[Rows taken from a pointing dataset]
-------------------------
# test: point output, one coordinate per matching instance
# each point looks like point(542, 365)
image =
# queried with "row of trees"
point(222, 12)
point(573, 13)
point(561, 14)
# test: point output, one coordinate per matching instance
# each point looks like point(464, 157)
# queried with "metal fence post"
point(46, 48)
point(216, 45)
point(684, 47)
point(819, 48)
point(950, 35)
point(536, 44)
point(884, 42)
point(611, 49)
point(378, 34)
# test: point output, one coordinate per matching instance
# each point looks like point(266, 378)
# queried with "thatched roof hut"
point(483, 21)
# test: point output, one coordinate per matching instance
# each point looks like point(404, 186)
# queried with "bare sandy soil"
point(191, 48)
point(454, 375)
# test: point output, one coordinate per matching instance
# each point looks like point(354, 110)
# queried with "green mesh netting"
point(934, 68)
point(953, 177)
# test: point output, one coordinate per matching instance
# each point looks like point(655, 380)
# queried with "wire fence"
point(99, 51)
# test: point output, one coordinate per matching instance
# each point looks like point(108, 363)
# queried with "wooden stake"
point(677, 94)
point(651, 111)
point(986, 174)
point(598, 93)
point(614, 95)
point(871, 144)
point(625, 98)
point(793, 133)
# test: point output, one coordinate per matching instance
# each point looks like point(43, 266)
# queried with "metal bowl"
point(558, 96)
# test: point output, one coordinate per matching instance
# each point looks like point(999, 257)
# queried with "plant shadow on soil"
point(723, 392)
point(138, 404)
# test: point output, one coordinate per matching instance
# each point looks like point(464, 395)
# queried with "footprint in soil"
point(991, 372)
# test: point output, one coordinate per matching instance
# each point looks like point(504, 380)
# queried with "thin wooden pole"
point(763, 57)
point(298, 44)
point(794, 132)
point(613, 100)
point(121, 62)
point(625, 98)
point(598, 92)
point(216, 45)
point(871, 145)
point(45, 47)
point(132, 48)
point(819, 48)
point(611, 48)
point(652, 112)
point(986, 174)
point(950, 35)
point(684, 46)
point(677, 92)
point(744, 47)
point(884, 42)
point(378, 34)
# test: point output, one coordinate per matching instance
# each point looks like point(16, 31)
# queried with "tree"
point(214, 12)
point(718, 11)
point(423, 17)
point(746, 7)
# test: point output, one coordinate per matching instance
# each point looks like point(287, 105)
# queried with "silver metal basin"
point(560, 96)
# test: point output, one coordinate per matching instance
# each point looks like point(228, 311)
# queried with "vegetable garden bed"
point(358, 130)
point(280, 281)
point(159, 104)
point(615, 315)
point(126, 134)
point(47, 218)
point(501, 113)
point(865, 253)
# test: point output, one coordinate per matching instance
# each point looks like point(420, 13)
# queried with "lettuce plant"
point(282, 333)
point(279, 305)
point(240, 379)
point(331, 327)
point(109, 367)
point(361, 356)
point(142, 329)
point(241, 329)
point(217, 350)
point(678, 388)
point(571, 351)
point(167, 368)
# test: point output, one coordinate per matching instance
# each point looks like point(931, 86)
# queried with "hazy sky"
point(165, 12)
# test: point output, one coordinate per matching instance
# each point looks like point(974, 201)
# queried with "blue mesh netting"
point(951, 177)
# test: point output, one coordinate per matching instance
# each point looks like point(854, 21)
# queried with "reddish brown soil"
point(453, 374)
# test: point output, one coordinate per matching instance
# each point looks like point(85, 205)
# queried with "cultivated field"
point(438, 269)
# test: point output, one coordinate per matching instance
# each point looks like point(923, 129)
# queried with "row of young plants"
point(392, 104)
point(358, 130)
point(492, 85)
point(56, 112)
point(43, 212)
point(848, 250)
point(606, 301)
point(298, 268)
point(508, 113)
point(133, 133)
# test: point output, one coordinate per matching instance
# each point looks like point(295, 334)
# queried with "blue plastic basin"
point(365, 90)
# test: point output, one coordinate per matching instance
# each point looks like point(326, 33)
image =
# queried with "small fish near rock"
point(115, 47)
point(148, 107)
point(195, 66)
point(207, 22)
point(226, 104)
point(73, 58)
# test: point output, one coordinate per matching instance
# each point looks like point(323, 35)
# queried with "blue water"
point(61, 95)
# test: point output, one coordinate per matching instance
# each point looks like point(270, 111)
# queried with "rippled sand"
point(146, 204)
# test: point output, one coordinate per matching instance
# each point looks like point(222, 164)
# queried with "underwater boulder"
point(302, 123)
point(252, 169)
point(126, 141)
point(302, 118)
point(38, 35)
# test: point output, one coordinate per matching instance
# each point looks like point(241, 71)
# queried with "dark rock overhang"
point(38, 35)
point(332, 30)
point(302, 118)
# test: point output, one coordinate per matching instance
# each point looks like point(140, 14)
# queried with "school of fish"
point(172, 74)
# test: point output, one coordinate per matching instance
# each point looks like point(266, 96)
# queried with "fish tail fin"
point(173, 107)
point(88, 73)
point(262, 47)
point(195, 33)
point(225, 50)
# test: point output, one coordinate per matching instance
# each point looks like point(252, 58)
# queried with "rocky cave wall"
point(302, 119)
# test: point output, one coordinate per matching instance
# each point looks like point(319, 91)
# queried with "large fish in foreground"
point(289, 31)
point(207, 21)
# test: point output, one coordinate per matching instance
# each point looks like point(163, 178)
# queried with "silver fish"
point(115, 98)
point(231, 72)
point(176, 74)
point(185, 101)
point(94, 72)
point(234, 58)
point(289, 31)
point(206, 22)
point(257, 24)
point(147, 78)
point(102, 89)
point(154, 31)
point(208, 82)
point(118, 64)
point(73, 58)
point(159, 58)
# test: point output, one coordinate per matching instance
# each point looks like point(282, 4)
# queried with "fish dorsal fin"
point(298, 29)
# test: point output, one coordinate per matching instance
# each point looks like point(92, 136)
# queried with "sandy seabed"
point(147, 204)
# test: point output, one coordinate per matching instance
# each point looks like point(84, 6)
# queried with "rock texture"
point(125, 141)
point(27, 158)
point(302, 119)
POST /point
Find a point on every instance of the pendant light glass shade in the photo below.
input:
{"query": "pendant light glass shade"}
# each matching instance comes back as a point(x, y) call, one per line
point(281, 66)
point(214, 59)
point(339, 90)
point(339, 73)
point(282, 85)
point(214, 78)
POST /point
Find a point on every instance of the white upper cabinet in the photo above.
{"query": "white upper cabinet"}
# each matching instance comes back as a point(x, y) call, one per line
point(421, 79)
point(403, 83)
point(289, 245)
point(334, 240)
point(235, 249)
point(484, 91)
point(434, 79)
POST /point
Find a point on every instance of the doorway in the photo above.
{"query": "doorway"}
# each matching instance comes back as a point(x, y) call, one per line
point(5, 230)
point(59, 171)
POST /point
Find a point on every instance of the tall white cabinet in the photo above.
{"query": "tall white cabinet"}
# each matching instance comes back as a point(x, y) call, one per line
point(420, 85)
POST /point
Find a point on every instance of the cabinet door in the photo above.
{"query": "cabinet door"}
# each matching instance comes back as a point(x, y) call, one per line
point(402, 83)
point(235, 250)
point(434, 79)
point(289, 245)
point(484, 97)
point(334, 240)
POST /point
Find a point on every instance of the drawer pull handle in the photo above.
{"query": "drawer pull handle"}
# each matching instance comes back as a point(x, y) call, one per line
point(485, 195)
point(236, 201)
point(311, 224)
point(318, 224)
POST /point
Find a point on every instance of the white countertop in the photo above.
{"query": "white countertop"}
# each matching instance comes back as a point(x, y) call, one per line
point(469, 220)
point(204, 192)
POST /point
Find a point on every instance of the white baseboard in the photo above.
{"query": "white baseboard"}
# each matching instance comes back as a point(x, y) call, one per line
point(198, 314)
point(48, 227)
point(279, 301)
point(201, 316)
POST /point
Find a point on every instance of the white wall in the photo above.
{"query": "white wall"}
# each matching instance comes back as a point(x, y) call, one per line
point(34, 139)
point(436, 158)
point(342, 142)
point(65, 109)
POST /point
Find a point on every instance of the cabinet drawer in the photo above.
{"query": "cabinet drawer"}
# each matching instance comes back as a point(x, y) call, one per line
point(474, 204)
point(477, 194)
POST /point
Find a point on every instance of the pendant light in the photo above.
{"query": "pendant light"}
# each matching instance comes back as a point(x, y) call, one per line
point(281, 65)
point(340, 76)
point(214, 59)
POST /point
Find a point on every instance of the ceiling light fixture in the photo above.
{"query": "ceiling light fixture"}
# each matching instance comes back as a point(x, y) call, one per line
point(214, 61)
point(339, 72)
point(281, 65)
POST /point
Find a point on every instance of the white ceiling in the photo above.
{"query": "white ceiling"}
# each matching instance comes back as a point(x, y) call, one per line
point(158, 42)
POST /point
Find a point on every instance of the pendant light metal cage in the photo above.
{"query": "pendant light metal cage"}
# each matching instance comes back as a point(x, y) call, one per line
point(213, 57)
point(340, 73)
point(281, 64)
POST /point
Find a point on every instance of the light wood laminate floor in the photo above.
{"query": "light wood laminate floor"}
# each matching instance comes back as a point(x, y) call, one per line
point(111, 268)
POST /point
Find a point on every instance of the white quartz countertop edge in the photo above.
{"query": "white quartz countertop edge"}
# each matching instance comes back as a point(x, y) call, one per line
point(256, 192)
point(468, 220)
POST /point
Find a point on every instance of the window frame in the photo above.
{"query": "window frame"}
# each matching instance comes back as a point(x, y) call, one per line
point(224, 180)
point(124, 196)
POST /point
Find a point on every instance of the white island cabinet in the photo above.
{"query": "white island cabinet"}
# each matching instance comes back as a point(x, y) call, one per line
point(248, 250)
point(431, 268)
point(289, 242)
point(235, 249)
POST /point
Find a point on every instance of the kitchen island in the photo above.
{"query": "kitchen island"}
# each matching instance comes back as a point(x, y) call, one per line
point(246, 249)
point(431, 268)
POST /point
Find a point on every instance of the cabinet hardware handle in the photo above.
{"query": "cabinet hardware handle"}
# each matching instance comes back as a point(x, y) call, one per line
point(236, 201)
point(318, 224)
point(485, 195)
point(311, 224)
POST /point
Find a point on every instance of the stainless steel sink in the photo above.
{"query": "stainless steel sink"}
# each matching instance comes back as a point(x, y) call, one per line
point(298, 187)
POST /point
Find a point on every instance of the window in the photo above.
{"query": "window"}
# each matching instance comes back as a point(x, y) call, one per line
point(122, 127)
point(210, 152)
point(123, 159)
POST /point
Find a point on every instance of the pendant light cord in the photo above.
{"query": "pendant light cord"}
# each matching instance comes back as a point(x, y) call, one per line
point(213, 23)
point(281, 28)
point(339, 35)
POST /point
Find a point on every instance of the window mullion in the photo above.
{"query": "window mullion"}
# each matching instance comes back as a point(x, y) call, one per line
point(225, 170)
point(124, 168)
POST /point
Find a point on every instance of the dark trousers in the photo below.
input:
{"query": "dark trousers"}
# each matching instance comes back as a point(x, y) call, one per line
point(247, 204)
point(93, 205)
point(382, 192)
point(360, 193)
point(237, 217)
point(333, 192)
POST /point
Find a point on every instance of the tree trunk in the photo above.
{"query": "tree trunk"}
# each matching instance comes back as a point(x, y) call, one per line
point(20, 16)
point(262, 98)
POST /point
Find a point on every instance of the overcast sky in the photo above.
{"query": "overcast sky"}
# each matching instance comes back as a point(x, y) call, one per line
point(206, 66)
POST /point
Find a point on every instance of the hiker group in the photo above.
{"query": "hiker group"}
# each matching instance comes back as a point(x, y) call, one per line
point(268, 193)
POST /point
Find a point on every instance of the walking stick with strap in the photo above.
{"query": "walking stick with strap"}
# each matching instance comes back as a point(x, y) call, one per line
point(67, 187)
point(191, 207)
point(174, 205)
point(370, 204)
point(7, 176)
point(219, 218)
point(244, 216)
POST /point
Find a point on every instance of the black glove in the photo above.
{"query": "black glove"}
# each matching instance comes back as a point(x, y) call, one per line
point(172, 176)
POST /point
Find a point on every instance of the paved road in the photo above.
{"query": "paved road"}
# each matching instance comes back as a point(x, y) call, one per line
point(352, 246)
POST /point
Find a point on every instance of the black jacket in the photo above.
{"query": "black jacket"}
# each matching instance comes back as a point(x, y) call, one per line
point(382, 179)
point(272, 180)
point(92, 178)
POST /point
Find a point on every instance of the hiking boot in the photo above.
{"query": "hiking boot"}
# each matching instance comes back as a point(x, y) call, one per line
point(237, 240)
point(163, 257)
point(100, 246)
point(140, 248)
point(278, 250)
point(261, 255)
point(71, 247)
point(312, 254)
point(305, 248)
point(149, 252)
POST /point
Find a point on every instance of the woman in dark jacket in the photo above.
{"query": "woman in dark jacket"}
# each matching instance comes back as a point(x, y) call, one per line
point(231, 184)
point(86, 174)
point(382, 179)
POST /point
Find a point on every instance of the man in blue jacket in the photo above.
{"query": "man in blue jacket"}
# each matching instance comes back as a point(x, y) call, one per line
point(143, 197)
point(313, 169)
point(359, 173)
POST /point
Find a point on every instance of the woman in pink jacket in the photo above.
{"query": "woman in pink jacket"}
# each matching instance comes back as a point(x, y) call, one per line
-------------------------
▶ [Exercise description]: Return, word for word, everything from the first line above down to the line containing "point(991, 372)", with that line included.

▶ [Output for this exercise]:
# test: point output, one coordinate per matching instance
# each point looks like point(542, 365)
image =
# queried with "row of trees"
point(222, 12)
point(573, 13)
point(561, 14)
# test: point output, one coordinate per matching instance
# each point looks like point(464, 157)
# queried with "metal fence post"
point(46, 48)
point(216, 45)
point(684, 47)
point(819, 48)
point(950, 35)
point(536, 44)
point(884, 42)
point(611, 49)
point(378, 34)
# test: point output, one coordinate per matching instance
# each point looks like point(266, 378)
# queried with "thatched roof hut"
point(483, 21)
# test: point output, one coordinate per matching instance
# each point looks like point(404, 186)
# queried with "bare sandy soil"
point(191, 48)
point(454, 375)
# test: point output, one coordinate per matching instance
# each point looks like point(354, 110)
# queried with "green mesh netting"
point(934, 68)
point(953, 177)
# test: point output, one coordinate per matching instance
# each point looks like point(655, 380)
# queried with "wire fence"
point(99, 51)
# test: point output, one coordinate per matching instance
# each point looks like point(108, 363)
# queried with "wooden stake"
point(677, 94)
point(651, 111)
point(986, 174)
point(598, 93)
point(614, 95)
point(871, 144)
point(625, 98)
point(793, 133)
# test: point output, one coordinate per matching instance
# each point looks like point(43, 266)
# queried with "metal bowl"
point(558, 96)
# test: point output, one coordinate per matching instance
# each point looks like point(999, 257)
# queried with "plant shadow on soil"
point(723, 392)
point(138, 404)
# test: point output, one coordinate per matching instance
# each point looks like point(464, 395)
# queried with "footprint in soil"
point(991, 372)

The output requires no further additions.